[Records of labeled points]

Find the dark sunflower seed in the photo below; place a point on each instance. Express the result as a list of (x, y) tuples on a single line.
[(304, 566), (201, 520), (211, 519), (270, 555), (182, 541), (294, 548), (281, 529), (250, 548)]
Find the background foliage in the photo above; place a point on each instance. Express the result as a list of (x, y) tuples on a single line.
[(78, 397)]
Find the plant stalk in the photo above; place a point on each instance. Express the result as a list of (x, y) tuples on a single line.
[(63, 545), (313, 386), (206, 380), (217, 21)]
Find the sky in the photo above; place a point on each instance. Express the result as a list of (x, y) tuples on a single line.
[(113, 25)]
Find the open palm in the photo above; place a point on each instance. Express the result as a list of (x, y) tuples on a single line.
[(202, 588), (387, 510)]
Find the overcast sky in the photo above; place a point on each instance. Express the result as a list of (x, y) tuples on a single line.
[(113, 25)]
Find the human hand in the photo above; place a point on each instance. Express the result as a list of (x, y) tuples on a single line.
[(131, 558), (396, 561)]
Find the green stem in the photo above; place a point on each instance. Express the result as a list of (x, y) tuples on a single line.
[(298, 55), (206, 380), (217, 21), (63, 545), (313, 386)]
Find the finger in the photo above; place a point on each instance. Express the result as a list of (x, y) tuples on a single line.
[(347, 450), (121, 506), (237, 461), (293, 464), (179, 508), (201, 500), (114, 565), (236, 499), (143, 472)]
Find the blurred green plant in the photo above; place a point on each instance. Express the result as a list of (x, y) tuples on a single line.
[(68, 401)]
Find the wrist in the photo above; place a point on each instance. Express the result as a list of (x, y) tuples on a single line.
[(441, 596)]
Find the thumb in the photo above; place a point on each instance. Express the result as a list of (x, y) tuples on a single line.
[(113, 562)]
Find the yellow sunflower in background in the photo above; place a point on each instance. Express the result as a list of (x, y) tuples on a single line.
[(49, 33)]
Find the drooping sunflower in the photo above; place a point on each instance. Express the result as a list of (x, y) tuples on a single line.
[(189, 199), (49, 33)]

DO THIS: Reproduce verbatim every line of the records from the one containing "Find the human" down to the one containing "[(298, 55), (206, 380), (217, 21), (63, 545), (313, 386)]", both of those lines included.

RESPONSE TO THIS TASK:
Find the human hand in the photo above; place a point on each instance. Express the result as a list of (x, y) tuples on a single line.
[(131, 558), (396, 561)]
Find the green stem in the photo above; place a point on each instance. Express the result as a list of (x, y) tuples on a single line.
[(298, 55), (206, 380), (217, 21), (63, 545), (313, 386)]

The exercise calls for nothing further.